Exercise description:
Please set down each of the lines below once more, exactly, omitting all pictures.

Collection entries:
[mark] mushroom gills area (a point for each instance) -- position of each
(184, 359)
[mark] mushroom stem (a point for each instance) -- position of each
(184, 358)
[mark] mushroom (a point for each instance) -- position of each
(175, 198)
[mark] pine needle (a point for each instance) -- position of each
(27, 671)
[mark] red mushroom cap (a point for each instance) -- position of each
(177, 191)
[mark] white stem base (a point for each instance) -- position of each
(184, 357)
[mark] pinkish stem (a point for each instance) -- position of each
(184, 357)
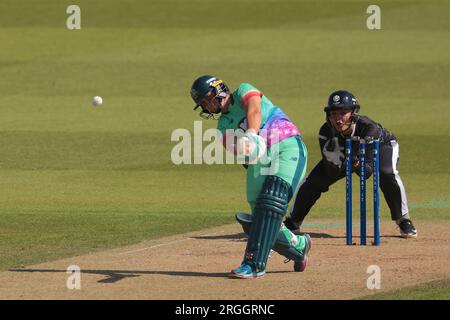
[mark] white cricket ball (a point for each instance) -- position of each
(97, 101)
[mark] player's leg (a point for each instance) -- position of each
(317, 182)
(393, 189)
(291, 158)
(270, 207)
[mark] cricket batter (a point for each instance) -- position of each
(262, 130)
(342, 122)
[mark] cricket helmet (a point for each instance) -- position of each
(205, 90)
(341, 99)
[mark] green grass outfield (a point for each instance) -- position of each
(75, 178)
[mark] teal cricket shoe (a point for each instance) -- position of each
(247, 271)
(300, 265)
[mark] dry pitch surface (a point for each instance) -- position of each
(196, 266)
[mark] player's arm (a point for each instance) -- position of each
(253, 110)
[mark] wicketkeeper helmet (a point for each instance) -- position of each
(207, 88)
(341, 100)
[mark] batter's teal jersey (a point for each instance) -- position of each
(288, 161)
(236, 116)
(275, 123)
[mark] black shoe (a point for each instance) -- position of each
(294, 227)
(407, 229)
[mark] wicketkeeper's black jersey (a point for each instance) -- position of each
(365, 127)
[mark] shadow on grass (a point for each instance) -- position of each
(113, 276)
(243, 236)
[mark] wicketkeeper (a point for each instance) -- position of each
(261, 135)
(342, 122)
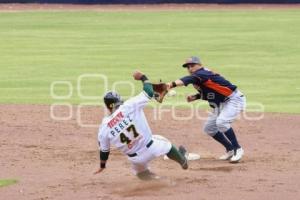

Answer area:
[mark] mushroom gills area (a point for each instance) -- position of each
(184, 359)
[mark] mushroom stem (a point for each instance) -- position of each
(184, 358)
[mark] mushroom (a point for each instance) -- position of each
(175, 198)
[mark] pine needle (a point for each instance) -- position of each
(27, 671)
[mark] red mushroom cap (a point for each instance) -- position of each
(177, 191)
[mark] white stem base (a point for each instance) -- position of each
(184, 357)
[mark] pinkish stem (a point for each instance) -- position of each
(184, 357)
[mark] white cricket ball (a point for each instance) -- position of each
(97, 101)
[mark] player's leg (a point for each instance) -- position of each
(317, 182)
(393, 189)
(291, 158)
(270, 207)
[mark] cricket batter (a point for each instance) -- position of each
(262, 130)
(342, 122)
[mark] cricket helmet (a point for each instance) -- position of each
(205, 90)
(341, 99)
[mark] green grass outfield (a point for each instance) -- position of each
(75, 178)
[mark] teal cricket shoe (a point for each instance) -- position of each
(247, 271)
(300, 265)
[mark] dry pitch surface (a point for each instance) -- position of each
(196, 266)
[mark] player's arm (a point for each instance) -- position of each
(253, 110)
[mark] wicketkeeper helmet (a point for each instance) -- position of each
(207, 88)
(341, 100)
[mark] batter's teal jersey (a point for each instance) -- position of each
(288, 161)
(236, 116)
(275, 123)
[mark] black shoe (a point for each instance) -- position of each
(294, 227)
(407, 229)
[mark] wicketkeeper's black jersey (a point for each instance) -- position of each
(365, 127)
[mark] shadow on grass (a point for each instance) -- position of each
(113, 276)
(243, 236)
[mark] wicketkeeper (a point for each instance) -- position of each
(261, 135)
(342, 122)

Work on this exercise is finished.